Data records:
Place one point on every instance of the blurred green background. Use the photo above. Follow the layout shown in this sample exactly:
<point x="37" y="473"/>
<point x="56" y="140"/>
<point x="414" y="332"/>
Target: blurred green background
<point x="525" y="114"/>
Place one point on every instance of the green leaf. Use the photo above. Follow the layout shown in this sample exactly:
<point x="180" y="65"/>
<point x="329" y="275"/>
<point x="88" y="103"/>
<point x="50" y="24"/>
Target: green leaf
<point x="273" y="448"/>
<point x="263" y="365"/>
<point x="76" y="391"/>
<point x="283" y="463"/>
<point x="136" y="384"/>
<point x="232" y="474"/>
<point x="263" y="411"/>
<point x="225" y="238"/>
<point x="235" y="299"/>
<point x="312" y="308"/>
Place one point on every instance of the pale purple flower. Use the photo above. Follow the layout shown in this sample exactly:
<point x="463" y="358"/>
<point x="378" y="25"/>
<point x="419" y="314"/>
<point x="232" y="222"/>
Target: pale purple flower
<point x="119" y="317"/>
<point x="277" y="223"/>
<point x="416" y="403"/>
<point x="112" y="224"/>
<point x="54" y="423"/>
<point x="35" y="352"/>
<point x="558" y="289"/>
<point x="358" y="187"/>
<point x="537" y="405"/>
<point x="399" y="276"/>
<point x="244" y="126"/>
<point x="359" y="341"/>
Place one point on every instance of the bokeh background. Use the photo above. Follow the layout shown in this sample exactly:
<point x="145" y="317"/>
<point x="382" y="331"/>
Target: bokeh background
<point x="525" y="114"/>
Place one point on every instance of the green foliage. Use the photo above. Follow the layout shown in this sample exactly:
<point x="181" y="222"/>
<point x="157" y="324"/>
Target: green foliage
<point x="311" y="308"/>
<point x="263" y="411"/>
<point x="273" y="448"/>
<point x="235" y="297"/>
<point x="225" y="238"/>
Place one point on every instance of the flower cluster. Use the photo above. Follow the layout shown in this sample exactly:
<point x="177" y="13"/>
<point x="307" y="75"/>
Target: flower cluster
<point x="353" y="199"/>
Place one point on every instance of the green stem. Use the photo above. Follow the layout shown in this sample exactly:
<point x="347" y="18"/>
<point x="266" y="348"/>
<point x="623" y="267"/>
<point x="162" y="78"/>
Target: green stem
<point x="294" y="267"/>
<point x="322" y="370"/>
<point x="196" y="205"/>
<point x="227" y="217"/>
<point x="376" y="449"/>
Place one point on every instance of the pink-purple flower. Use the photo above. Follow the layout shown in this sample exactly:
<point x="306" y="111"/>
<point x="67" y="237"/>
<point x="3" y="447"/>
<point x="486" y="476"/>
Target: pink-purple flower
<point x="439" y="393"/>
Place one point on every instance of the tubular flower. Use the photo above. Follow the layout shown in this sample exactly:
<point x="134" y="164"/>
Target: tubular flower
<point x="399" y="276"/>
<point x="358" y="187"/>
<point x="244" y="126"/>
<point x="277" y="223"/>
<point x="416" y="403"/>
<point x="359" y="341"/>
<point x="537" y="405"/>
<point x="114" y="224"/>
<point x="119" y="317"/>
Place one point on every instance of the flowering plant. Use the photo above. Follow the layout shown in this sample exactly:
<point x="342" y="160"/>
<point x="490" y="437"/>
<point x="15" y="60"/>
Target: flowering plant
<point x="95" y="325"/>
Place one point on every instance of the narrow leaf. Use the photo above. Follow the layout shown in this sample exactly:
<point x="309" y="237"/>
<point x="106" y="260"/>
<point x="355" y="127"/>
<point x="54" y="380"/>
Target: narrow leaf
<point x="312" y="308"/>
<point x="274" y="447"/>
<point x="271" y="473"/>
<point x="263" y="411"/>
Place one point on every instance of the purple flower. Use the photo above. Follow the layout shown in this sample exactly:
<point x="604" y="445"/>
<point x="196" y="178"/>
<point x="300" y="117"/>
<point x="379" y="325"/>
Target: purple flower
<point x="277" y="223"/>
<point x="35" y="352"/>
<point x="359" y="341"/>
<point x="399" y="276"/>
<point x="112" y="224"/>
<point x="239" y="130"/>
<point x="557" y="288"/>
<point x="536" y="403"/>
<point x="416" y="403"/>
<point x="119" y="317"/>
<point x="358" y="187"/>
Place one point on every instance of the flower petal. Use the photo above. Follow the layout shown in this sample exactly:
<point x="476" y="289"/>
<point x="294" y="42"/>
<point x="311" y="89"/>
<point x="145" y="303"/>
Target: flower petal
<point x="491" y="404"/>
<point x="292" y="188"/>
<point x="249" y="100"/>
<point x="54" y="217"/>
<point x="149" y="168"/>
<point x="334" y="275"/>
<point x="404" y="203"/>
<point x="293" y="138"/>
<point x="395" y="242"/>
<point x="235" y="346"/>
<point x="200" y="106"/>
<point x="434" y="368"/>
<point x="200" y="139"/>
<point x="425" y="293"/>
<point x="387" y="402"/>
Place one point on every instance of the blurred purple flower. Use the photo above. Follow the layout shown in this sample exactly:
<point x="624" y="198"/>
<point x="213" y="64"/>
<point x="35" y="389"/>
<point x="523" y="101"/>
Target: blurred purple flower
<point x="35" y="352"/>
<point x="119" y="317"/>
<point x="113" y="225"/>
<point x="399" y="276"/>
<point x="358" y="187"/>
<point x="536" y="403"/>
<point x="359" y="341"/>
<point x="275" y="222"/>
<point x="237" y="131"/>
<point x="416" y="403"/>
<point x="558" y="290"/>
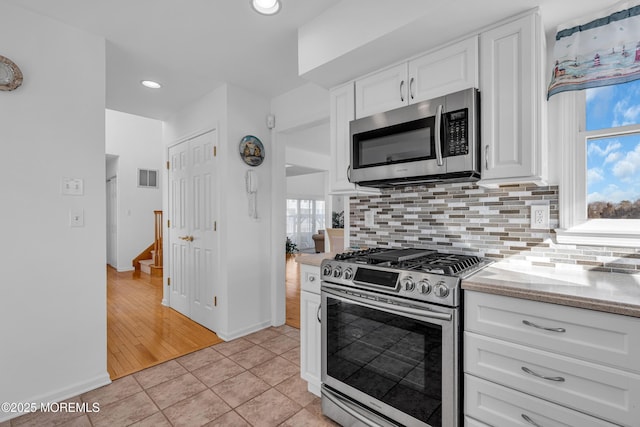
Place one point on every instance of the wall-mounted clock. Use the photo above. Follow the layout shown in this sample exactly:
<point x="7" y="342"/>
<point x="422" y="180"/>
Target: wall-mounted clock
<point x="10" y="74"/>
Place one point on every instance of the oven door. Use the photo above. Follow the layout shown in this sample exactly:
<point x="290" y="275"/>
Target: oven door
<point x="389" y="356"/>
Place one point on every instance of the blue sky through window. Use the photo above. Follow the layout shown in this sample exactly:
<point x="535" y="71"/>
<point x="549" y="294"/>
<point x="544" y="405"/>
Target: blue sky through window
<point x="613" y="164"/>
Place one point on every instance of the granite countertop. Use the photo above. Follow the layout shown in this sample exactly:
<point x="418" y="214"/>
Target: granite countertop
<point x="314" y="259"/>
<point x="611" y="292"/>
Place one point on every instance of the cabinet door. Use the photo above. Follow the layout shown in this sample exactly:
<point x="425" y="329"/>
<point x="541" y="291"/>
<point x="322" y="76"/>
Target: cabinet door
<point x="444" y="71"/>
<point x="512" y="98"/>
<point x="603" y="338"/>
<point x="310" y="336"/>
<point x="382" y="91"/>
<point x="597" y="390"/>
<point x="501" y="406"/>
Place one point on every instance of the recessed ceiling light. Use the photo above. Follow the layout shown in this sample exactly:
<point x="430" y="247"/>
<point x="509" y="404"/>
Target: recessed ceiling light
<point x="266" y="7"/>
<point x="151" y="84"/>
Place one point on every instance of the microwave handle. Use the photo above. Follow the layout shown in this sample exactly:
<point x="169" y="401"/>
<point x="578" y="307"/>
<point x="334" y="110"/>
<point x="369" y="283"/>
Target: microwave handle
<point x="438" y="131"/>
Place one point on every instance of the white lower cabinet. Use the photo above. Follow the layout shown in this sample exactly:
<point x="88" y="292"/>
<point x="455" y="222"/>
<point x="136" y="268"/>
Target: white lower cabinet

**What is asked**: Extract, exactly, the lines above that begin at the line containing "Place one point on every instance of the cabinet" and end at the final line of the records; add no other text.

**Result for this task**:
Place one point on every instance of the cabinet door. Use the photo above. Follow the layout shown in this sample exactly:
<point x="425" y="329"/>
<point x="541" y="291"/>
<point x="322" y="76"/>
Target: cabinet door
<point x="444" y="71"/>
<point x="512" y="98"/>
<point x="603" y="338"/>
<point x="310" y="336"/>
<point x="382" y="91"/>
<point x="597" y="390"/>
<point x="501" y="406"/>
Place one point on every instance of the recessed ceiling light. Use the photo above. Follow the layout shown in this sample exactly:
<point x="430" y="247"/>
<point x="509" y="404"/>
Target: recessed ceiling light
<point x="266" y="7"/>
<point x="151" y="84"/>
Place one point on every instance of the microwave handle. Use the photo above. Follow the layout shown in this sample exactly:
<point x="169" y="401"/>
<point x="578" y="307"/>
<point x="334" y="110"/>
<point x="369" y="283"/>
Target: microwave handle
<point x="438" y="131"/>
Place one point on every instance of the white lower cabinet. Use the photo above. Follow the layout shown in this sample exactly:
<point x="88" y="292"/>
<point x="455" y="222"/>
<point x="136" y="268"/>
Target: white lower cabinet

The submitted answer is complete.